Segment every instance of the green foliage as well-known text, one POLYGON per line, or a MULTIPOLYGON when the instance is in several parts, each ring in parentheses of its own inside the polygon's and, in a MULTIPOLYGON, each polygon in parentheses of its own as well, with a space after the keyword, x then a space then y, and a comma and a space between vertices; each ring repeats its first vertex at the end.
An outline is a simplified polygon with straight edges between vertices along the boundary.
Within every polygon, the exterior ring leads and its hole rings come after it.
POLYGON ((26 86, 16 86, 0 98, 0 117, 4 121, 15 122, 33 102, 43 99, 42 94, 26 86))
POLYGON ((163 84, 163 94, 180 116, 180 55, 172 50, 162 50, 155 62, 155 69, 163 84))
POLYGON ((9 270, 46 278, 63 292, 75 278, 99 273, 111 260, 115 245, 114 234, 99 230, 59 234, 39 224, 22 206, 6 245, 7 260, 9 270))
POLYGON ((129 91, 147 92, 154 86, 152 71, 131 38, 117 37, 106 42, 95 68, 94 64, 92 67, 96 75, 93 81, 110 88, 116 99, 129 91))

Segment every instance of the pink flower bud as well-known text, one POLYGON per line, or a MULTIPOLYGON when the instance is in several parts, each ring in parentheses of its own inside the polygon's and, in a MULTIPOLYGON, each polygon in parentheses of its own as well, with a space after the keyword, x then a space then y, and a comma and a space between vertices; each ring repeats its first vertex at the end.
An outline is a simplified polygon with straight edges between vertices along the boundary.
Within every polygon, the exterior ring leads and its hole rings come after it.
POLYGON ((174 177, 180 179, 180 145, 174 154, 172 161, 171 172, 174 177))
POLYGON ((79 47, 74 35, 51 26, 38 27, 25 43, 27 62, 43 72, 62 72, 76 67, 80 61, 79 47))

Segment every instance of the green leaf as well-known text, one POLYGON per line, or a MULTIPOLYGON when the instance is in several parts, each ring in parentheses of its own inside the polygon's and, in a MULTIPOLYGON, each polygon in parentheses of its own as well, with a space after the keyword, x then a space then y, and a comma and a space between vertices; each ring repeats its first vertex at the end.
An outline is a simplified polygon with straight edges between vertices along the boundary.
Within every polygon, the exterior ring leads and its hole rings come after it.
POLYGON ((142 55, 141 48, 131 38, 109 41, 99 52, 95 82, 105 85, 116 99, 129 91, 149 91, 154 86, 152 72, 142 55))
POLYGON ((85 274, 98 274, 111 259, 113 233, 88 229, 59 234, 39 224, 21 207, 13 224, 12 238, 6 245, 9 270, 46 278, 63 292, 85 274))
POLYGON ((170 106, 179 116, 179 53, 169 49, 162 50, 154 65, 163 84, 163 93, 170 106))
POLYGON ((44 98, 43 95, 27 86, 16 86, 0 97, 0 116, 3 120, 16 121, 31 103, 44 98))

• • • • •

*Required task*: Reproduce every line of the records above without any change.

*Output for this exercise*:
Segment every instance of the green foliage as well-known text, one POLYGON per line, or a MULTIPOLYGON when the instance is in several parts, each ring in parentheses of its own inside the polygon's and, in a MULTIPOLYGON, each polygon in parentheses of its own as well, with a space after the keyword, x then a space then y, and a comma and a space between vertices; each ring repeats its first vertex at the end.
An outline is a simplified polygon with straight edges between vertices along the boundary.
Within every polygon, the exterior ring leads and its hole rings come after it.
POLYGON ((26 86, 16 86, 0 98, 0 117, 4 121, 15 122, 33 102, 43 99, 42 94, 26 86))
POLYGON ((163 84, 163 94, 180 116, 180 55, 172 50, 162 50, 155 62, 155 69, 163 84))
POLYGON ((9 270, 46 278, 63 292, 75 278, 99 273, 111 260, 115 245, 114 234, 99 230, 59 234, 39 224, 22 206, 6 245, 7 260, 9 270))
POLYGON ((129 91, 147 92, 154 86, 152 71, 131 38, 117 37, 106 42, 95 68, 94 64, 92 67, 96 75, 93 81, 110 88, 116 99, 129 91))

Segment every instance of the pink flower bud as well-known text, one POLYGON per line, or a MULTIPOLYGON when the instance is in several parts, each ring in parentheses of its own inside the polygon's and, in a MULTIPOLYGON, each polygon in parentheses of its own as well, with a space after the keyword, x then a space then y, and a comma and a space between vertices; each ring repeats its first vertex at the end.
An outline is a simplified polygon with straight edges between vertices along the boundary.
Within every polygon, the exterior ring leads and its hole rings come after it.
POLYGON ((174 177, 180 179, 180 145, 174 154, 172 161, 171 172, 174 177))
POLYGON ((79 47, 74 35, 51 26, 38 27, 25 43, 27 62, 43 72, 62 72, 76 67, 80 61, 79 47))

Segment every instance of the green leaf as well-known text, one POLYGON per line, or a MULTIPOLYGON when the instance is in several parts, each ring in parentheses of its own inside the polygon's and, in a MULTIPOLYGON, each polygon in parentheses of its own as well, with a space after the keyword, x then a space then y, and a comma and a space between vertices; each ring repeats its first vertex at the end.
An outline is a simplified polygon with straight edges between vertices along the boundary.
Within every polygon, the exterior ring leads and its hole rings come after it.
POLYGON ((142 55, 141 48, 131 38, 109 41, 99 52, 95 82, 105 85, 116 99, 129 91, 149 91, 154 86, 152 72, 142 55))
POLYGON ((85 274, 98 274, 111 259, 113 233, 88 229, 59 234, 39 224, 21 207, 13 224, 12 238, 6 245, 9 270, 46 278, 63 292, 85 274))
POLYGON ((170 106, 179 116, 179 53, 169 49, 162 50, 154 65, 163 84, 163 93, 170 106))
POLYGON ((44 98, 43 95, 27 86, 16 86, 0 97, 0 116, 3 120, 16 121, 31 103, 44 98))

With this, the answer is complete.